**DESCRIPCIÓN DEL EJERCICIO**
Determina cuántas líneas del conjunto siguiente contienen la cadena "road". Responde únicamente con el número.

**CONTENIDO DEL CONJUNTO**
* * * * * * *

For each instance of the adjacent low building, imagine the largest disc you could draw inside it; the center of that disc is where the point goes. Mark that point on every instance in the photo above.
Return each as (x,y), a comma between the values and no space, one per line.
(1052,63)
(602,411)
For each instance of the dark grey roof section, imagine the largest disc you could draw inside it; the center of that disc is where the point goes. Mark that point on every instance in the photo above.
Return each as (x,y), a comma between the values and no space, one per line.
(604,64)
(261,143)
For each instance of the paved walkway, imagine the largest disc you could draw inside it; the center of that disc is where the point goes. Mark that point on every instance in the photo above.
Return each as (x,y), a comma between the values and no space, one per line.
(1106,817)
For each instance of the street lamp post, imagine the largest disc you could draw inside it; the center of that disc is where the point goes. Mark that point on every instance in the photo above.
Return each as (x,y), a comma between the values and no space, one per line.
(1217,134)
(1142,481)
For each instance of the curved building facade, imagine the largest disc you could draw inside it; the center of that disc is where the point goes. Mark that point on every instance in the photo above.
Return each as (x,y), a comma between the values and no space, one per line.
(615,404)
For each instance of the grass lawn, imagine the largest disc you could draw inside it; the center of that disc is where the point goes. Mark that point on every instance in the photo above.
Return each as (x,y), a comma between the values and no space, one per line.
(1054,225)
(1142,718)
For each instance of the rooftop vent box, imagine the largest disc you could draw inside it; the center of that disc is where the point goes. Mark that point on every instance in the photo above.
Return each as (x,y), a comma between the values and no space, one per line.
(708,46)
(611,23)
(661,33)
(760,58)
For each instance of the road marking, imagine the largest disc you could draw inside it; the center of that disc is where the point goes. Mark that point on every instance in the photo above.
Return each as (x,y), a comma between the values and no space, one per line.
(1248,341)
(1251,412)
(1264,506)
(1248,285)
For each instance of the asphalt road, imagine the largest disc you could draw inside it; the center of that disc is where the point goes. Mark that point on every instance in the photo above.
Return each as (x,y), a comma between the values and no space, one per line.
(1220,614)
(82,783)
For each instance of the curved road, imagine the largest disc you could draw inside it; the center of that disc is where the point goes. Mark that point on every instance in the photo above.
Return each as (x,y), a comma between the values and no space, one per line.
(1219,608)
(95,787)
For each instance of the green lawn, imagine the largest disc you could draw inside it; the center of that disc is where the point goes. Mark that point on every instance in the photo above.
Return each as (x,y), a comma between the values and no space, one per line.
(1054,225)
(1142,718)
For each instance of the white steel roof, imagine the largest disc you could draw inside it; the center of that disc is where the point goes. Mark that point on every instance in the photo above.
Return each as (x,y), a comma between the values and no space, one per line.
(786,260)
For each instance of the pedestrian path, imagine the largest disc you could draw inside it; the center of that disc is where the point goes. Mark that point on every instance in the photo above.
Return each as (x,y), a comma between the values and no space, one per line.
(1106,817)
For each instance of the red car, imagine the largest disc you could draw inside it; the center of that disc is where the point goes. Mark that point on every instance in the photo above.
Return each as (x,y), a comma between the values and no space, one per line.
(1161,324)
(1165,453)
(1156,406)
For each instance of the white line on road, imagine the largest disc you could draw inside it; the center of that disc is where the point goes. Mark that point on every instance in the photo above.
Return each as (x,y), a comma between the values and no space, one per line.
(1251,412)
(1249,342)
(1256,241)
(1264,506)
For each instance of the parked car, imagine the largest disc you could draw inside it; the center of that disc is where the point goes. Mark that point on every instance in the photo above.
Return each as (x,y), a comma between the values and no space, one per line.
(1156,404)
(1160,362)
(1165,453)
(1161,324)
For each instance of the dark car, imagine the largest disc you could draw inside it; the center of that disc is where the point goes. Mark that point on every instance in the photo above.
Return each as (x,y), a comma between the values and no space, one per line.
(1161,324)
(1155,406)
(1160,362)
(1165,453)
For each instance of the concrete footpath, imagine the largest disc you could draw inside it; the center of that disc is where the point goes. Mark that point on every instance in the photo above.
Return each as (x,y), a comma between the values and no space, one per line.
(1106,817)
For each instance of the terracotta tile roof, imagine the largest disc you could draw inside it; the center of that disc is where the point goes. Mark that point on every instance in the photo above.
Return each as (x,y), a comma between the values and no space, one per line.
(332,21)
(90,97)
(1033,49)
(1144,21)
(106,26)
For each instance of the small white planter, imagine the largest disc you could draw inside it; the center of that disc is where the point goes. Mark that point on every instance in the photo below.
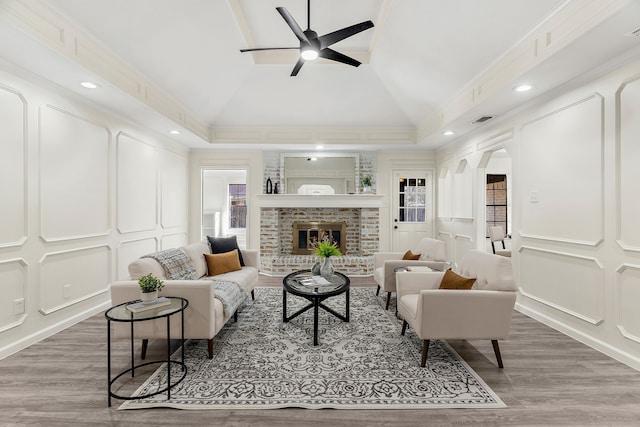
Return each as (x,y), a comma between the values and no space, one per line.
(148,297)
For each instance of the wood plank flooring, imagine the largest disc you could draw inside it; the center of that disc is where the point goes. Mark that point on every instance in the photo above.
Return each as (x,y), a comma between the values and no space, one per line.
(548,380)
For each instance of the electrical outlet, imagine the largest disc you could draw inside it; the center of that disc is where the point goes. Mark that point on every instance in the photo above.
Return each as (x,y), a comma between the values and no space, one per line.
(18,306)
(533,197)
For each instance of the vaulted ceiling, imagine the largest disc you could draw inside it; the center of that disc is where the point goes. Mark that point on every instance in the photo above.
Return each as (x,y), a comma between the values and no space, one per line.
(428,65)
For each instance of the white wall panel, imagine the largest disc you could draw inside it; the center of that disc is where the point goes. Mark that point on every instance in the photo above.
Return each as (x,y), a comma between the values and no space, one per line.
(629,160)
(445,189)
(13,227)
(131,250)
(174,190)
(562,174)
(570,283)
(463,244)
(447,238)
(137,176)
(627,302)
(13,285)
(173,241)
(86,271)
(74,176)
(463,191)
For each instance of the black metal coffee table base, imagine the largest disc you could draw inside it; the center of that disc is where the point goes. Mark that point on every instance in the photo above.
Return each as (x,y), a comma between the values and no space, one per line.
(315,295)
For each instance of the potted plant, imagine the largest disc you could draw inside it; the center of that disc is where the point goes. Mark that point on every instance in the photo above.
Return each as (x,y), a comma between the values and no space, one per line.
(325,250)
(366,183)
(149,287)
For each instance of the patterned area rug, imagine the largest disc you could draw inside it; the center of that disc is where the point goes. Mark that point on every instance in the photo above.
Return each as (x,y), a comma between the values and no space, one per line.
(260,363)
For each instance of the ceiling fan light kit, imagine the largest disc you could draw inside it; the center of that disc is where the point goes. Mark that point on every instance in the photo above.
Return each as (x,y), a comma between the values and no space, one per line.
(312,46)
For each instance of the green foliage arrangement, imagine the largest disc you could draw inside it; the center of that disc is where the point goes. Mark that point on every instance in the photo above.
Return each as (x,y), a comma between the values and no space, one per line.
(326,249)
(150,283)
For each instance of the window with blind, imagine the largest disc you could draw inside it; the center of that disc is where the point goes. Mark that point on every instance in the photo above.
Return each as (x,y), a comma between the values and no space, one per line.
(496,199)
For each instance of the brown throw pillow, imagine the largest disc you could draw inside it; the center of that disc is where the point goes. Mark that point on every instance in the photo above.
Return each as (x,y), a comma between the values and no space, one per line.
(452,280)
(411,256)
(222,263)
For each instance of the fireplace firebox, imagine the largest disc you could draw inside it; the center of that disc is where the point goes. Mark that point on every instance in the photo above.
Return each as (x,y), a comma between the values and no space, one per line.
(307,234)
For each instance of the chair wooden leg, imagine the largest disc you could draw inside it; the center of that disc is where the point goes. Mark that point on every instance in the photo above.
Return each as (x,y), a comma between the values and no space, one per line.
(143,353)
(496,350)
(425,350)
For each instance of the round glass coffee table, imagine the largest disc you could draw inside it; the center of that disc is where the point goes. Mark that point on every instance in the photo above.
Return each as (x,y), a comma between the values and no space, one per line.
(302,284)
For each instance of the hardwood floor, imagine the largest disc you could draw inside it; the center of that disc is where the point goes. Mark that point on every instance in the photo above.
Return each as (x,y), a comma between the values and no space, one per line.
(548,380)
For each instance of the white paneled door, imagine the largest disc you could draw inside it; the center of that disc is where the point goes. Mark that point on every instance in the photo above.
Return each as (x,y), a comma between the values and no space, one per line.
(412,209)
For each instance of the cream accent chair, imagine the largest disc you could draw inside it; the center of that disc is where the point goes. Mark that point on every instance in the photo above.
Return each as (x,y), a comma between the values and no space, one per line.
(483,312)
(496,234)
(432,254)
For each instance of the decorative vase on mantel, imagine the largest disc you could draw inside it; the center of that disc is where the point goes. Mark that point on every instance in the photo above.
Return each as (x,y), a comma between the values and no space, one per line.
(326,268)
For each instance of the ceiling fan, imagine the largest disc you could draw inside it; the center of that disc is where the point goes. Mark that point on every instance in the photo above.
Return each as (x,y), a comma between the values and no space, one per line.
(312,46)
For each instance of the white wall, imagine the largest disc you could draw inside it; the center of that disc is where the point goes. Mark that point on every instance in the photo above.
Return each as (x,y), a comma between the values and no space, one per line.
(576,235)
(83,193)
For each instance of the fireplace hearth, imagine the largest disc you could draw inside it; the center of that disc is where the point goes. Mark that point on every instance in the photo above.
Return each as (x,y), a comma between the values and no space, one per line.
(307,234)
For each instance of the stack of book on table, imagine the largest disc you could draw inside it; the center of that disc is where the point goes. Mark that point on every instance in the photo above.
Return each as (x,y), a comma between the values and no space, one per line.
(137,307)
(315,281)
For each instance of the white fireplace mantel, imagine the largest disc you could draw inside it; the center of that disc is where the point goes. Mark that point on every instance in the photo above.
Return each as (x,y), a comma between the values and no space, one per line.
(320,201)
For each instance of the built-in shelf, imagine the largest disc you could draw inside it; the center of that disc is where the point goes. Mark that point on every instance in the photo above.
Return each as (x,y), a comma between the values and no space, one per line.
(320,201)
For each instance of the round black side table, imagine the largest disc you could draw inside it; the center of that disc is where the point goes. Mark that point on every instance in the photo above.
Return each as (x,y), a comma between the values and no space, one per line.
(120,313)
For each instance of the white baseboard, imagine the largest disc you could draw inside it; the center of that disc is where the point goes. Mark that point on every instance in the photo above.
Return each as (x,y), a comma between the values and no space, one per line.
(51,330)
(613,352)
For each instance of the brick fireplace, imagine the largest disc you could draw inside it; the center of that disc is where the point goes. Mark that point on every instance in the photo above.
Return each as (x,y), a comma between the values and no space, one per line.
(306,235)
(360,215)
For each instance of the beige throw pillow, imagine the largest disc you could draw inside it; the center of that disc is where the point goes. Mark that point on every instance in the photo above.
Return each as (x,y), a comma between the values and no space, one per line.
(223,262)
(411,256)
(451,280)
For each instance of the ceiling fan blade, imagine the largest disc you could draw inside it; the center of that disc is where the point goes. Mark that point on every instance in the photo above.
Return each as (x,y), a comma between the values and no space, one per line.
(292,24)
(331,54)
(267,48)
(297,67)
(336,36)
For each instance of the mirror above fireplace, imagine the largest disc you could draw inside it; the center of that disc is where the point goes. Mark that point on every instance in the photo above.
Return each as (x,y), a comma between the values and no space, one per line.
(319,173)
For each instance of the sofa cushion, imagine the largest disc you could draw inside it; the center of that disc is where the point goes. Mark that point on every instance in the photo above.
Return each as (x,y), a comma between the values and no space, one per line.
(492,272)
(378,275)
(431,250)
(451,280)
(195,251)
(143,266)
(411,256)
(223,263)
(225,244)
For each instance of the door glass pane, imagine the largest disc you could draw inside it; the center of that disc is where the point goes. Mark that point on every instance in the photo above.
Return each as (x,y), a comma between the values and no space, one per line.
(412,200)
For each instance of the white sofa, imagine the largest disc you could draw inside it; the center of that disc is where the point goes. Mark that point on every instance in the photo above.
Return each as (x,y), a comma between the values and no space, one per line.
(204,317)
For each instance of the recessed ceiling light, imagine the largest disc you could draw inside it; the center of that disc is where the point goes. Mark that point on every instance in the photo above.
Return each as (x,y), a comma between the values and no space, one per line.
(523,88)
(90,85)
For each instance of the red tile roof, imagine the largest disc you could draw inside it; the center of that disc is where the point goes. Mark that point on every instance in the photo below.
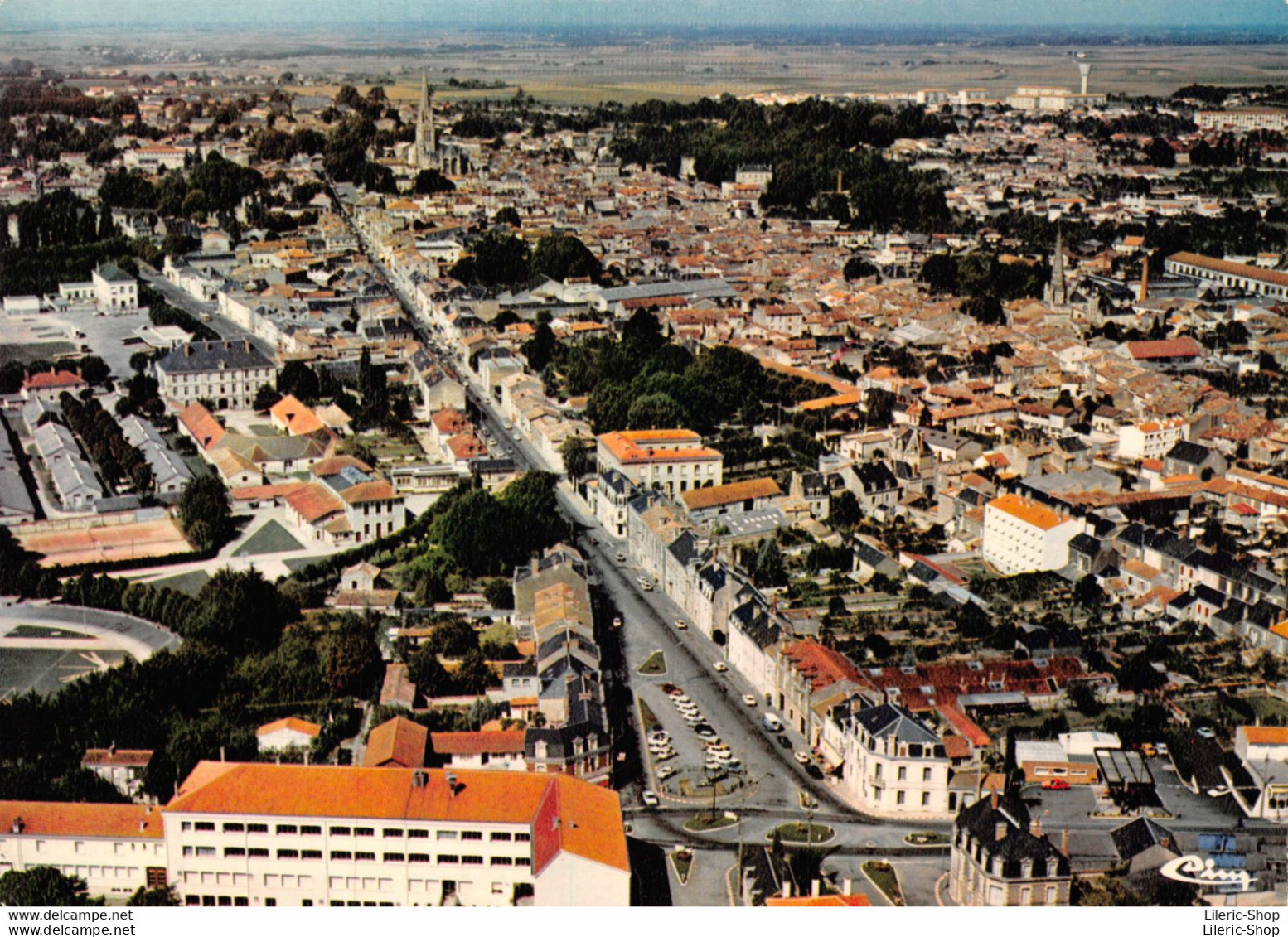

* * * * * * *

**SOLUCIÓN DEL EJERCICIO**
4